# Girdi listesi
****************************************

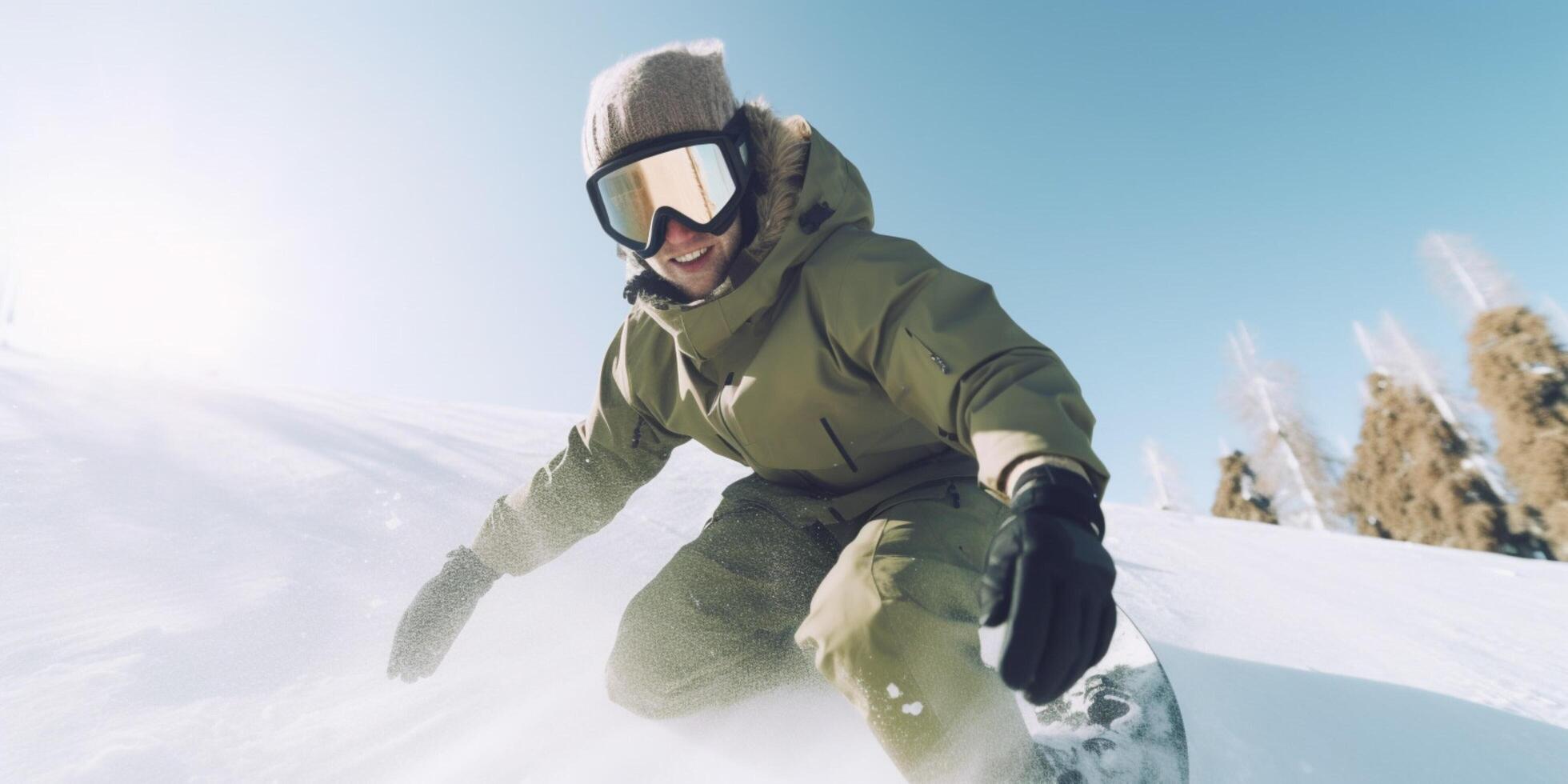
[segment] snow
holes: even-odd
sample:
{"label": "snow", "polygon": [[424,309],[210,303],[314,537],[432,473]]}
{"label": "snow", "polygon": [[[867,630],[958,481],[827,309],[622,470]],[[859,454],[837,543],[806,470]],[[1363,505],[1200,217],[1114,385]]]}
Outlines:
{"label": "snow", "polygon": [[[574,420],[0,350],[0,781],[898,781],[826,684],[673,721],[605,698],[621,608],[742,474],[699,447],[497,583],[434,677],[386,677],[408,601]],[[1563,781],[1568,564],[1107,511],[1193,781]]]}

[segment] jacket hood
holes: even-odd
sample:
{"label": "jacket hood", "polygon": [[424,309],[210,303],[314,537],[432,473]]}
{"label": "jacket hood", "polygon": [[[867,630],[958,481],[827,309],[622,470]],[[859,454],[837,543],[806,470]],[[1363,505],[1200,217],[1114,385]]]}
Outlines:
{"label": "jacket hood", "polygon": [[679,292],[622,246],[626,295],[674,339],[681,353],[706,361],[740,325],[765,310],[792,270],[836,229],[870,229],[872,196],[859,169],[800,114],[779,118],[760,97],[743,103],[756,151],[746,199],[753,230],[724,279],[707,298]]}

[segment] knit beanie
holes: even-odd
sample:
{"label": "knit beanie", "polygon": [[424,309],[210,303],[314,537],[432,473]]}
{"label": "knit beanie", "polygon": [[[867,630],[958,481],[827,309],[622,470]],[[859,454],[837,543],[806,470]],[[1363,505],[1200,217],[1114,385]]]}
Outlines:
{"label": "knit beanie", "polygon": [[583,174],[622,149],[688,130],[723,130],[740,103],[724,74],[724,42],[704,38],[627,56],[604,69],[588,91]]}

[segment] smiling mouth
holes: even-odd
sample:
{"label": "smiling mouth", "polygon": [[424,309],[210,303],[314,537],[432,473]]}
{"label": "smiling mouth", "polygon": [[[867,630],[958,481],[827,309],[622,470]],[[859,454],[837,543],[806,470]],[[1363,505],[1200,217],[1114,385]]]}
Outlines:
{"label": "smiling mouth", "polygon": [[688,252],[688,254],[685,254],[685,256],[676,256],[676,257],[671,257],[671,259],[670,259],[670,262],[671,262],[671,263],[691,263],[691,262],[696,262],[696,260],[701,260],[701,259],[706,259],[706,257],[707,257],[707,252],[709,252],[709,251],[712,251],[712,249],[713,249],[713,246],[712,246],[712,245],[709,245],[707,248],[699,248],[699,249],[696,249],[696,251],[691,251],[691,252]]}

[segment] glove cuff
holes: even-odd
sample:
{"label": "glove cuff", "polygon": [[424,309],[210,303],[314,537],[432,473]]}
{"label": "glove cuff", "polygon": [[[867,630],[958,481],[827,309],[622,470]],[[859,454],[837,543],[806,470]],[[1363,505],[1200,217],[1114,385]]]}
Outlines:
{"label": "glove cuff", "polygon": [[1013,511],[1040,510],[1055,517],[1069,519],[1087,527],[1096,539],[1105,539],[1105,513],[1099,508],[1099,495],[1087,478],[1057,467],[1035,466],[1018,478],[1013,494]]}

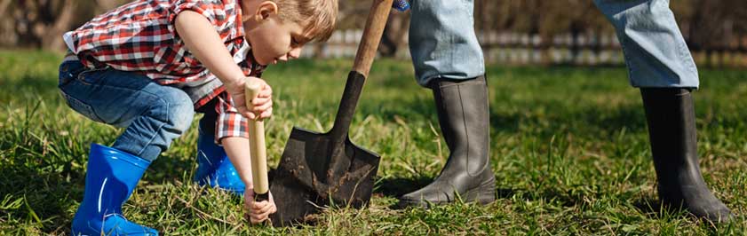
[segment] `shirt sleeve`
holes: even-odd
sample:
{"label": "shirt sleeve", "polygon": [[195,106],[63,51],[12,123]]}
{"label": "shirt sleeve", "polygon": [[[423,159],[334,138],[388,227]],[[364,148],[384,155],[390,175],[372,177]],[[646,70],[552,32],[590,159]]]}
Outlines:
{"label": "shirt sleeve", "polygon": [[177,35],[174,25],[177,15],[184,11],[192,11],[204,16],[216,28],[216,30],[223,31],[226,26],[227,14],[226,5],[221,0],[178,0],[170,8],[169,12],[169,31],[177,40],[180,38]]}
{"label": "shirt sleeve", "polygon": [[215,111],[218,113],[215,129],[215,142],[227,137],[243,137],[249,138],[249,120],[239,114],[232,104],[233,99],[226,92],[222,92],[218,98]]}

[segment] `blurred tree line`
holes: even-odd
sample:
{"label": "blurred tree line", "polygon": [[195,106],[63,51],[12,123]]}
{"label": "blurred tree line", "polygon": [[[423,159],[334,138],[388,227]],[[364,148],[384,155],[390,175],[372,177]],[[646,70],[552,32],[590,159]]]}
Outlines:
{"label": "blurred tree line", "polygon": [[[370,2],[339,1],[338,28],[362,28]],[[64,32],[127,2],[0,0],[0,45],[64,49],[60,36]],[[747,1],[676,0],[671,7],[692,50],[745,50]],[[474,12],[478,32],[539,35],[543,44],[552,43],[552,36],[561,34],[613,33],[592,0],[475,0]],[[405,48],[409,14],[393,11],[389,21],[380,47],[385,56]]]}

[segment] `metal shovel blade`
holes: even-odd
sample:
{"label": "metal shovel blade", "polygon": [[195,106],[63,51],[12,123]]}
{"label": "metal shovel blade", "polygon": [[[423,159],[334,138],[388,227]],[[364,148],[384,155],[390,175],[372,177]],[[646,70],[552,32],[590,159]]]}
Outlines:
{"label": "metal shovel blade", "polygon": [[351,72],[335,126],[327,133],[294,127],[270,192],[277,206],[273,224],[303,222],[323,206],[361,208],[369,202],[380,156],[353,144],[347,136],[365,77]]}
{"label": "metal shovel blade", "polygon": [[332,183],[321,180],[326,168],[319,163],[330,156],[330,133],[320,134],[294,128],[278,169],[273,171],[270,192],[277,212],[271,215],[273,224],[285,226],[306,222],[306,216],[325,206],[350,206],[360,208],[371,197],[373,177],[378,169],[378,154],[361,148],[349,139],[344,156],[350,160],[348,171]]}

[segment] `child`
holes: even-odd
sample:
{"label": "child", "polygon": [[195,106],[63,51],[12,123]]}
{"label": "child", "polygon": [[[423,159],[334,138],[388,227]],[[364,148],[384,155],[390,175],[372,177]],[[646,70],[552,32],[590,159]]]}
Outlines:
{"label": "child", "polygon": [[[112,147],[91,145],[72,233],[158,234],[126,220],[122,205],[195,109],[215,113],[214,140],[246,184],[250,221],[266,220],[274,203],[253,201],[246,132],[247,118],[272,115],[272,89],[258,76],[329,38],[337,10],[336,0],[137,0],[66,33],[59,87],[68,106],[126,128]],[[247,78],[264,84],[251,110]]]}

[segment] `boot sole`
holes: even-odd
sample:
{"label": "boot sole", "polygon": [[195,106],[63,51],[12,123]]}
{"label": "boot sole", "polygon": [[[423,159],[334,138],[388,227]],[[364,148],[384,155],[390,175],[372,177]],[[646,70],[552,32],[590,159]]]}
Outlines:
{"label": "boot sole", "polygon": [[[465,194],[461,194],[460,196],[462,197],[462,201],[465,203],[477,202],[482,206],[490,204],[496,201],[496,181],[495,179],[489,181],[489,183],[483,184],[476,188],[468,190],[467,193],[465,193]],[[446,205],[456,201],[456,199],[450,201],[438,201],[400,199],[400,201],[397,203],[397,208],[404,208],[407,207],[421,207],[428,208],[431,205]]]}

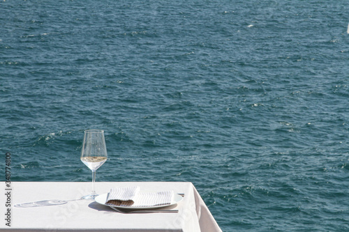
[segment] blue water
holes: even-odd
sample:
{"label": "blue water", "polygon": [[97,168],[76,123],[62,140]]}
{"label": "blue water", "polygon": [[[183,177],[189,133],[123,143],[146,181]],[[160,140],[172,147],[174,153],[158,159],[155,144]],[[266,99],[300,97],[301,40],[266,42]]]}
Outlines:
{"label": "blue water", "polygon": [[349,231],[348,12],[344,0],[0,2],[12,180],[90,181],[84,130],[103,129],[97,181],[192,182],[223,231]]}

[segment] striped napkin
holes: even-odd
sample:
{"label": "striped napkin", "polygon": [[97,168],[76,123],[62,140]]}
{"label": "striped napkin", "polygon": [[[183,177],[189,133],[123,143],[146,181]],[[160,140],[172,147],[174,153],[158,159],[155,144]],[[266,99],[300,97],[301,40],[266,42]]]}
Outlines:
{"label": "striped napkin", "polygon": [[135,203],[135,199],[140,190],[138,186],[111,189],[107,196],[105,204],[131,206]]}
{"label": "striped napkin", "polygon": [[173,191],[140,192],[139,187],[120,187],[110,190],[105,204],[116,206],[149,207],[171,204]]}

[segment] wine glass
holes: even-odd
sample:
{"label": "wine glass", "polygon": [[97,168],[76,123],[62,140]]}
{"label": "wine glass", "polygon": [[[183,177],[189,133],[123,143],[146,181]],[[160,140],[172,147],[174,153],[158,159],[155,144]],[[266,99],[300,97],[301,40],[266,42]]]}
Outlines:
{"label": "wine glass", "polygon": [[107,160],[107,148],[104,139],[104,130],[87,130],[81,149],[81,161],[92,171],[92,192],[82,199],[94,199],[98,194],[94,190],[96,170]]}

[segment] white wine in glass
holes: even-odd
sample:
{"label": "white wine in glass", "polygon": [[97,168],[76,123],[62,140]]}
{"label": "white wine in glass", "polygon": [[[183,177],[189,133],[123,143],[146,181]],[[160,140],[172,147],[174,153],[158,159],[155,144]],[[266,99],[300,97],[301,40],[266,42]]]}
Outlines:
{"label": "white wine in glass", "polygon": [[107,147],[102,130],[87,130],[81,149],[81,161],[92,171],[92,192],[82,196],[84,199],[94,199],[98,194],[94,190],[96,170],[107,160]]}

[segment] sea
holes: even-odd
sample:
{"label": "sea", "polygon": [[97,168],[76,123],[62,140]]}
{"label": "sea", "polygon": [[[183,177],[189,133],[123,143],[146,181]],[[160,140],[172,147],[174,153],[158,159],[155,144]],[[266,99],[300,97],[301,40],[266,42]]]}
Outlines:
{"label": "sea", "polygon": [[[0,180],[191,182],[223,231],[349,231],[345,0],[0,2]],[[98,192],[98,190],[97,190]]]}

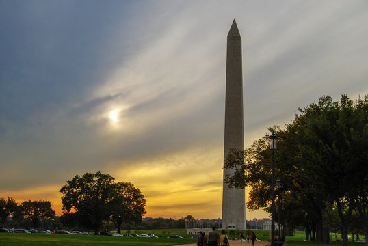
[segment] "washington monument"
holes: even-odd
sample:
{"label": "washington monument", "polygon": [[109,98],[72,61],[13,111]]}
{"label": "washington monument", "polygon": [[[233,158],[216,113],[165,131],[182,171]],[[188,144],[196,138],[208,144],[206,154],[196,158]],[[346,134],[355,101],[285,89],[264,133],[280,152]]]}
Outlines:
{"label": "washington monument", "polygon": [[[241,38],[235,20],[227,37],[224,161],[231,148],[244,149]],[[233,169],[224,169],[224,178]],[[230,189],[223,182],[222,228],[246,229],[244,189]]]}

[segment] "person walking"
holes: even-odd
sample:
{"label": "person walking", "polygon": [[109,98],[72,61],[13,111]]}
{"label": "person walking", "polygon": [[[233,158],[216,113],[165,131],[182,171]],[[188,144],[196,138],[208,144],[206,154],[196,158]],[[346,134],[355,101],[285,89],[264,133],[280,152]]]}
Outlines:
{"label": "person walking", "polygon": [[207,246],[207,238],[206,237],[205,232],[200,232],[198,241],[197,241],[197,246]]}
{"label": "person walking", "polygon": [[228,241],[228,238],[226,236],[226,232],[224,230],[221,232],[221,236],[220,236],[220,246],[228,246],[230,243]]}
{"label": "person walking", "polygon": [[216,232],[215,226],[208,234],[208,246],[220,246],[220,234]]}
{"label": "person walking", "polygon": [[252,239],[252,245],[254,246],[254,241],[256,241],[256,234],[254,232],[252,232],[252,234],[250,234],[250,239]]}

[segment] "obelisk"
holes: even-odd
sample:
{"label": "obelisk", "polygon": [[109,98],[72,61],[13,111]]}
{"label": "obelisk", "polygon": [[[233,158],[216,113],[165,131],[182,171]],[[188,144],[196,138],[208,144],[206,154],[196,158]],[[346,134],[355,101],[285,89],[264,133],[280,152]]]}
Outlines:
{"label": "obelisk", "polygon": [[[241,70],[241,38],[234,20],[227,36],[224,161],[231,148],[244,149]],[[226,174],[233,175],[234,172],[234,169],[224,169],[224,178]],[[246,229],[245,191],[231,189],[224,180],[222,228]]]}

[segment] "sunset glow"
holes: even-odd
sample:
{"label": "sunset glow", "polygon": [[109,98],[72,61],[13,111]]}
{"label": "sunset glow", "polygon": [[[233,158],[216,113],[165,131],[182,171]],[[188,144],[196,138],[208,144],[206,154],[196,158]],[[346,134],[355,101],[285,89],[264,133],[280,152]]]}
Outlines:
{"label": "sunset glow", "polygon": [[101,171],[139,188],[146,217],[221,217],[235,18],[245,148],[322,95],[368,92],[367,1],[45,3],[1,2],[0,197],[57,215],[62,186]]}

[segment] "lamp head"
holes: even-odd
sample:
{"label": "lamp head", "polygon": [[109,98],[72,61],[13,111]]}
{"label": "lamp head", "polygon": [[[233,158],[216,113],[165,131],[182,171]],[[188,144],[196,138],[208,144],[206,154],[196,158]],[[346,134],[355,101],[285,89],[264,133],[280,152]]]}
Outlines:
{"label": "lamp head", "polygon": [[277,144],[276,144],[277,136],[275,133],[272,133],[270,136],[270,150],[276,150]]}

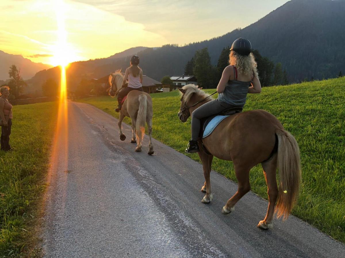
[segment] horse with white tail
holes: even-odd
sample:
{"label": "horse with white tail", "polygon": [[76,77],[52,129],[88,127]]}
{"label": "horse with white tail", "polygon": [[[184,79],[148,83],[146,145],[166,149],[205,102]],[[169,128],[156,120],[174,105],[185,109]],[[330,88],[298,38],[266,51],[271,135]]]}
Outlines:
{"label": "horse with white tail", "polygon": [[[196,108],[211,100],[194,84],[178,89],[182,97],[178,115],[183,122]],[[198,144],[200,151],[198,153],[205,178],[201,189],[206,193],[203,202],[208,203],[213,197],[210,172],[214,156],[233,161],[238,181],[237,192],[223,207],[224,214],[233,211],[236,203],[250,190],[249,171],[260,163],[269,202],[266,216],[257,226],[272,228],[275,211],[278,217],[285,218],[289,216],[297,200],[301,181],[299,150],[295,138],[284,129],[275,117],[263,110],[234,114],[224,118],[210,134],[199,138]],[[277,168],[280,180],[279,190],[276,178]]]}
{"label": "horse with white tail", "polygon": [[[111,96],[114,97],[117,95],[123,88],[122,86],[124,78],[124,76],[119,71],[110,74],[109,82],[110,86],[109,94]],[[130,92],[123,102],[122,109],[120,111],[118,123],[120,139],[121,141],[124,141],[126,139],[126,136],[122,132],[122,120],[125,117],[129,117],[132,122],[131,142],[137,143],[136,151],[141,151],[142,140],[145,135],[145,123],[146,123],[150,140],[147,154],[153,154],[153,144],[151,139],[153,116],[152,99],[151,96],[146,92],[139,90]]]}

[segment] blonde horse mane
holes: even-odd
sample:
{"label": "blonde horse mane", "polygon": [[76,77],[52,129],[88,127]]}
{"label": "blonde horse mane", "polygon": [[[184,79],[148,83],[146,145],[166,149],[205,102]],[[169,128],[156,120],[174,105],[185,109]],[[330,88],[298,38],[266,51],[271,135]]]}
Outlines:
{"label": "blonde horse mane", "polygon": [[[208,96],[207,93],[201,90],[202,88],[199,88],[198,87],[198,85],[195,85],[194,84],[187,84],[182,87],[184,92],[182,93],[180,92],[180,93],[181,95],[183,95],[183,99],[185,101],[185,103],[188,103],[194,93],[196,93],[200,98],[206,98]],[[209,100],[211,99],[210,99]]]}
{"label": "blonde horse mane", "polygon": [[109,84],[111,87],[112,86],[113,83],[115,84],[114,85],[115,87],[113,87],[113,90],[117,91],[118,89],[121,88],[124,78],[124,76],[121,73],[121,70],[118,70],[115,73],[110,74],[108,78]]}

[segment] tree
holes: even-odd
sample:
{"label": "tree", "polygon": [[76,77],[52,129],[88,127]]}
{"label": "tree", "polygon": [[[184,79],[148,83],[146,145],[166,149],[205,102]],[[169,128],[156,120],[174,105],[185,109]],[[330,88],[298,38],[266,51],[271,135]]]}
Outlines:
{"label": "tree", "polygon": [[10,81],[8,86],[11,89],[11,93],[14,95],[16,98],[18,97],[23,92],[24,87],[27,85],[20,76],[20,69],[18,70],[14,65],[10,67],[8,74],[10,76]]}
{"label": "tree", "polygon": [[253,54],[257,64],[259,78],[261,85],[263,86],[271,85],[274,64],[267,57],[262,56],[257,50],[253,50]]}
{"label": "tree", "polygon": [[286,73],[286,69],[284,69],[284,72],[283,73],[283,85],[287,85],[289,84],[289,80],[287,79],[287,74]]}
{"label": "tree", "polygon": [[185,74],[186,75],[194,75],[194,72],[193,72],[193,68],[194,66],[194,57],[192,57],[192,59],[189,61],[187,62],[185,66]]}
{"label": "tree", "polygon": [[162,78],[162,80],[160,81],[160,82],[163,84],[172,85],[172,80],[168,75],[166,75]]}
{"label": "tree", "polygon": [[54,97],[59,95],[59,85],[55,80],[50,78],[42,85],[42,92],[46,97]]}
{"label": "tree", "polygon": [[274,69],[274,79],[273,84],[274,85],[280,85],[283,82],[283,71],[282,68],[282,63],[278,63],[276,65]]}
{"label": "tree", "polygon": [[212,80],[211,57],[207,48],[197,50],[194,55],[194,75],[198,78],[198,85],[204,89],[209,88]]}
{"label": "tree", "polygon": [[230,54],[230,48],[228,46],[223,49],[219,56],[217,65],[217,77],[219,77],[219,79],[220,79],[224,68],[229,65],[229,55]]}

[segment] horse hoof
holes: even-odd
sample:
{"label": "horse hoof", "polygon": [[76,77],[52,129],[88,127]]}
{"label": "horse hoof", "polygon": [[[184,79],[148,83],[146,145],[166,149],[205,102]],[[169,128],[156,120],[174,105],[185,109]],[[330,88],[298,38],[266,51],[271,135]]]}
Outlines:
{"label": "horse hoof", "polygon": [[258,224],[257,227],[263,229],[272,229],[273,228],[273,224],[272,223],[266,223],[264,221],[261,221]]}
{"label": "horse hoof", "polygon": [[204,198],[203,198],[203,200],[201,200],[201,202],[204,203],[209,203],[211,202],[211,201],[212,200],[213,197],[213,196],[212,194],[210,194],[208,196],[205,195],[204,196]]}
{"label": "horse hoof", "polygon": [[231,212],[233,212],[235,210],[235,208],[234,207],[231,207],[230,209],[228,209],[228,208],[226,207],[226,206],[224,206],[223,207],[223,208],[221,209],[221,214],[224,215],[229,214]]}

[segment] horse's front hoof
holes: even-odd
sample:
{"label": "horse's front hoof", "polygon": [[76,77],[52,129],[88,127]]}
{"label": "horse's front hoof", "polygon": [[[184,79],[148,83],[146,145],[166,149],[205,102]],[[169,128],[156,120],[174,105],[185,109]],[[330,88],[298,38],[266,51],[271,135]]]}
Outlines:
{"label": "horse's front hoof", "polygon": [[234,207],[231,207],[230,209],[228,209],[226,206],[223,207],[223,208],[221,209],[221,212],[222,214],[225,215],[227,214],[229,214],[231,212],[233,212],[235,210],[235,208]]}
{"label": "horse's front hoof", "polygon": [[210,194],[210,195],[208,196],[207,196],[207,195],[206,194],[204,196],[204,198],[203,198],[203,200],[201,200],[201,202],[203,203],[209,203],[211,202],[211,201],[212,200],[212,199],[213,198],[213,195],[212,194]]}
{"label": "horse's front hoof", "polygon": [[260,221],[258,224],[257,227],[263,229],[272,229],[273,228],[273,224],[272,223],[266,223],[264,221]]}

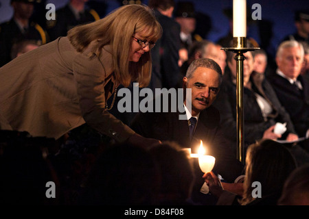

****************************************

# Yapılacak iş
Yukarıdaki listede "monument" sözcüğünü içeren bütün satırları hiçbir değişiklik yapmadan döndürün. Büyük ve küçük harf ayrımı dikkate alınmalıdır.

# Görevin cevabı
[segment] "washington monument"
{"label": "washington monument", "polygon": [[109,98],[72,61],[13,111]]}
{"label": "washington monument", "polygon": [[[233,158],[216,113],[165,131],[182,171]],[[188,144],[196,138],[208,144],[206,154],[196,158]],[[346,134],[355,101],[285,89],[264,133],[280,152]]]}
{"label": "washington monument", "polygon": [[[241,38],[235,20],[227,37],[224,161],[231,148],[244,149]],[[233,169],[224,169],[224,178]],[[230,189],[223,182],[222,228],[246,229],[244,189]]]}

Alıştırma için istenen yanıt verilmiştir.